What is expected:
Nothing but the lines from the one containing "Target: green leaf" through the final line of the listing should appear in the answer, each exactly as written.

=== Begin Enclosure ===

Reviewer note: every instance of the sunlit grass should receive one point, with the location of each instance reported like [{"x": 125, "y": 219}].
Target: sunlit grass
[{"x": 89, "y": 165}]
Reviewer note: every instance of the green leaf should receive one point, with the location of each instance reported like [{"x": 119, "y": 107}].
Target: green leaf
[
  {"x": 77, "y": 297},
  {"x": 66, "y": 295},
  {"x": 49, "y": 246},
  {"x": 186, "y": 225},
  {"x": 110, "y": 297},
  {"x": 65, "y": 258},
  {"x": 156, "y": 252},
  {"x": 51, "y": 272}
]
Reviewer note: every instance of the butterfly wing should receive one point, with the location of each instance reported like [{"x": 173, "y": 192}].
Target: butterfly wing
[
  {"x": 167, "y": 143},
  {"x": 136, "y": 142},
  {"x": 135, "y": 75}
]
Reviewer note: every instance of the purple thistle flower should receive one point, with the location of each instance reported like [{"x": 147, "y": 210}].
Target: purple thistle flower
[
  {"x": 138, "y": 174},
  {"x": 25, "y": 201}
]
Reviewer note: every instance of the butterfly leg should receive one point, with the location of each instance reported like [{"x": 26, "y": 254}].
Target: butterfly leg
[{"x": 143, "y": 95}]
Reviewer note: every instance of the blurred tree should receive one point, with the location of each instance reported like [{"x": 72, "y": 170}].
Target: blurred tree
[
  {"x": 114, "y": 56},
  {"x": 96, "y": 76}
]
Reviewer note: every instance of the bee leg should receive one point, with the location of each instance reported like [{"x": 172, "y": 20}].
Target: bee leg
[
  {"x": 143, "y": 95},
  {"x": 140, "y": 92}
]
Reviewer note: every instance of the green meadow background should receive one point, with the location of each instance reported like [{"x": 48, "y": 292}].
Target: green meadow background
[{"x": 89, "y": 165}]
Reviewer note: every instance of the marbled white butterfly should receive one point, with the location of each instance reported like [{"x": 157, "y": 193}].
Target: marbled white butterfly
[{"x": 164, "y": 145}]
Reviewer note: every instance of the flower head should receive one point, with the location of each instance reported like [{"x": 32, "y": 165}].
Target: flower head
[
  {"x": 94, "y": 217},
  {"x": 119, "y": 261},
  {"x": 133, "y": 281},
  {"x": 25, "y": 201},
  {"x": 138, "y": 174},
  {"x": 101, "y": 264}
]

=== End Enclosure ===

Completed exercise:
Target: green leaf
[
  {"x": 77, "y": 297},
  {"x": 66, "y": 295},
  {"x": 49, "y": 246},
  {"x": 186, "y": 225},
  {"x": 110, "y": 297},
  {"x": 65, "y": 258},
  {"x": 156, "y": 252},
  {"x": 51, "y": 272}
]
Reviewer note: every instance of the butterfly wing should receive one point, with the location of each instance reported like [{"x": 173, "y": 192}].
Target: butterfly wing
[
  {"x": 167, "y": 143},
  {"x": 136, "y": 142},
  {"x": 135, "y": 75}
]
Reviewer note: every instance of the purple thistle flower should receive one point, with the location of each instance reported like [{"x": 147, "y": 210}].
Target: purple thistle flower
[
  {"x": 138, "y": 174},
  {"x": 25, "y": 201}
]
Reviewer note: every instance of the butterfly leg should receive one point, with the location of each instance reported like [{"x": 26, "y": 254}].
Target: butterfly leg
[{"x": 143, "y": 95}]
Reviewer note: every instance of the blurred tree should receive one point, with the location of each instance reported like [{"x": 72, "y": 170}].
Target: blurred tree
[
  {"x": 114, "y": 56},
  {"x": 96, "y": 76}
]
Reviewer note: every instance of the bee leg should receive one point, with the location of each instance reported like [{"x": 172, "y": 20}].
Target: bee leg
[
  {"x": 143, "y": 95},
  {"x": 140, "y": 92}
]
Reviewer note: every instance of the green meadow background should receive one point, with the location of each instance reported like [{"x": 48, "y": 292}].
Target: green meadow background
[{"x": 89, "y": 165}]
Reviewer note: every instance of the marbled white butterfly should receive one point, with the location of each instance reported like [{"x": 157, "y": 193}].
Target: marbled white butterfly
[{"x": 164, "y": 145}]
Reviewer note: every instance of the flower head should receive one point, with the location of each instance reported like [{"x": 32, "y": 165}].
Target: flower head
[
  {"x": 94, "y": 217},
  {"x": 119, "y": 261},
  {"x": 133, "y": 281},
  {"x": 25, "y": 201},
  {"x": 138, "y": 174},
  {"x": 101, "y": 264}
]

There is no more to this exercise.